(Work task): Collect every line below that contains the word "positive", and copy each one out in full. Case counts when matching.

___

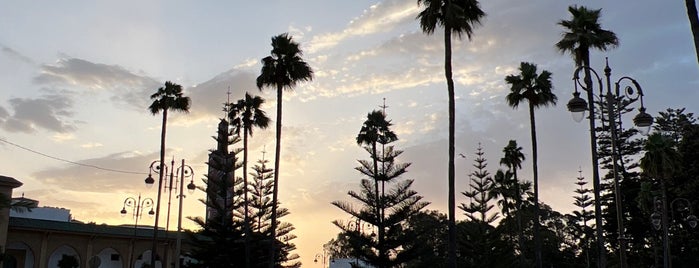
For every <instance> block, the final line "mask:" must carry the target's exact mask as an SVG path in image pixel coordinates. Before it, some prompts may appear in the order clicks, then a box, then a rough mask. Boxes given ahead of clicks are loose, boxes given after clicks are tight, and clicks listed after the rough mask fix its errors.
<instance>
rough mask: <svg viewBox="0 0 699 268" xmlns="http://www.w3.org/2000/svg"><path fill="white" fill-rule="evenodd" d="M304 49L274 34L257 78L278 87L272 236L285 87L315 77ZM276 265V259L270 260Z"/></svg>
mask: <svg viewBox="0 0 699 268" xmlns="http://www.w3.org/2000/svg"><path fill="white" fill-rule="evenodd" d="M301 55H303V52H302V51H301V48H300V47H299V44H298V43H296V42H294V41H293V40H292V37H291V36H289V34H288V33H283V34H280V35H277V36H274V37H272V51H271V55H270V56H267V57H264V58H263V59H262V70H261V71H260V76H258V77H257V87H258V88H259V89H260V90H262V88H263V87H276V89H277V126H276V128H277V130H276V145H275V150H274V191H273V193H272V206H273V208H272V226H271V230H272V233H271V239H272V240H273V241H274V240H275V239H276V229H277V205H278V204H277V203H278V193H279V161H280V155H281V143H282V92H283V90H284V89H286V90H293V89H294V87H295V86H296V84H297V83H298V82H300V81H310V80H313V70H311V67H310V66H308V64H307V63H306V62H305V61H303V59H302V58H301ZM270 250H271V252H272V260H275V256H274V253H275V252H276V251H275V250H274V248H270ZM270 263H271V264H270V265H274V261H272V262H270Z"/></svg>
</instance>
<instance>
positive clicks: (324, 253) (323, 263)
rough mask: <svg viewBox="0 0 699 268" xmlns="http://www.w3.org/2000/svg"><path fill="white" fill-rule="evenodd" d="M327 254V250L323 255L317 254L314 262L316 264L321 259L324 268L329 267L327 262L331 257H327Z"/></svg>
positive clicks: (314, 257) (313, 258) (315, 256)
mask: <svg viewBox="0 0 699 268" xmlns="http://www.w3.org/2000/svg"><path fill="white" fill-rule="evenodd" d="M326 254H327V252H326V251H325V250H323V253H322V254H321V253H317V254H316V255H315V257H314V258H313V262H314V263H318V259H319V258H320V259H321V263H322V264H323V268H327V267H328V266H327V262H326V260H327V259H328V258H330V256H327V255H326Z"/></svg>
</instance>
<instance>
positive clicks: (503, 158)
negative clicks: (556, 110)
mask: <svg viewBox="0 0 699 268" xmlns="http://www.w3.org/2000/svg"><path fill="white" fill-rule="evenodd" d="M502 152H503V153H505V156H503V157H502V158H500V164H501V165H505V166H506V167H507V168H508V171H509V172H510V173H512V176H513V178H514V184H515V193H516V194H515V205H516V206H517V208H516V209H515V218H516V220H517V229H518V230H517V233H518V234H517V235H518V238H517V241H518V243H519V250H520V253H519V266H520V267H524V265H525V263H524V232H523V229H522V212H521V210H522V195H521V192H520V189H519V186H520V184H519V179H518V178H517V170H518V169H521V168H522V162H524V154H523V153H522V147H519V146H518V145H517V141H515V140H510V142H508V143H507V146H505V148H504V149H502Z"/></svg>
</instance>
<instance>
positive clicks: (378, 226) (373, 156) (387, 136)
mask: <svg viewBox="0 0 699 268" xmlns="http://www.w3.org/2000/svg"><path fill="white" fill-rule="evenodd" d="M391 125H392V124H391V121H390V120H386V115H385V114H384V113H383V112H381V111H377V110H375V111H372V112H371V113H369V114H367V120H366V121H364V123H363V124H362V128H361V129H360V130H359V134H357V139H356V140H357V145H366V146H367V147H366V148H367V150H370V152H369V153H371V155H372V161H373V163H372V164H373V167H372V168H373V172H374V174H373V177H374V178H373V179H374V193H375V195H374V196H375V200H374V204H375V206H374V207H375V208H376V215H378V216H380V217H379V220H378V226H376V227H377V229H378V245H379V256H381V257H383V256H387V255H386V254H388V252H384V250H385V249H386V247H385V245H384V242H383V240H384V238H385V237H384V232H385V228H384V227H385V226H383V220H384V219H383V215H384V214H383V211H382V208H383V207H385V206H383V205H382V204H381V202H382V200H381V199H382V198H383V195H382V194H379V180H381V182H384V181H385V179H386V178H384V177H385V175H386V174H385V173H384V172H385V171H384V170H382V171H381V173H379V168H378V166H379V161H382V162H383V161H384V157H385V155H383V153H382V155H381V156H379V155H378V154H377V144H387V143H391V142H394V141H397V140H398V136H396V134H395V133H394V132H393V131H392V130H391V129H390V127H391ZM358 170H359V169H358ZM360 171H361V170H360ZM367 175H370V174H367Z"/></svg>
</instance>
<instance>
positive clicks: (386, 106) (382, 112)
mask: <svg viewBox="0 0 699 268" xmlns="http://www.w3.org/2000/svg"><path fill="white" fill-rule="evenodd" d="M379 108H381V112H382V113H383V115H384V116H386V108H388V106H386V98H383V105H379Z"/></svg>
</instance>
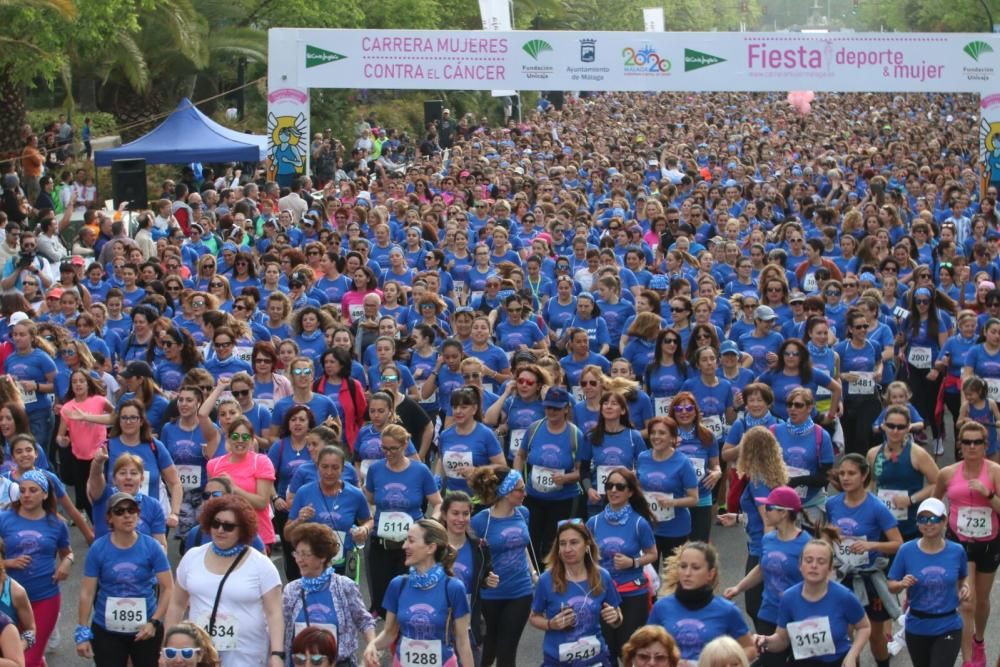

___

(Solution to this problem):
positive clicks: (324, 253) (323, 263)
positive clicks: (314, 257) (313, 258) (315, 256)
positive clicks: (503, 158)
positive clicks: (378, 226) (373, 156) (387, 136)
positive clicks: (386, 106) (382, 112)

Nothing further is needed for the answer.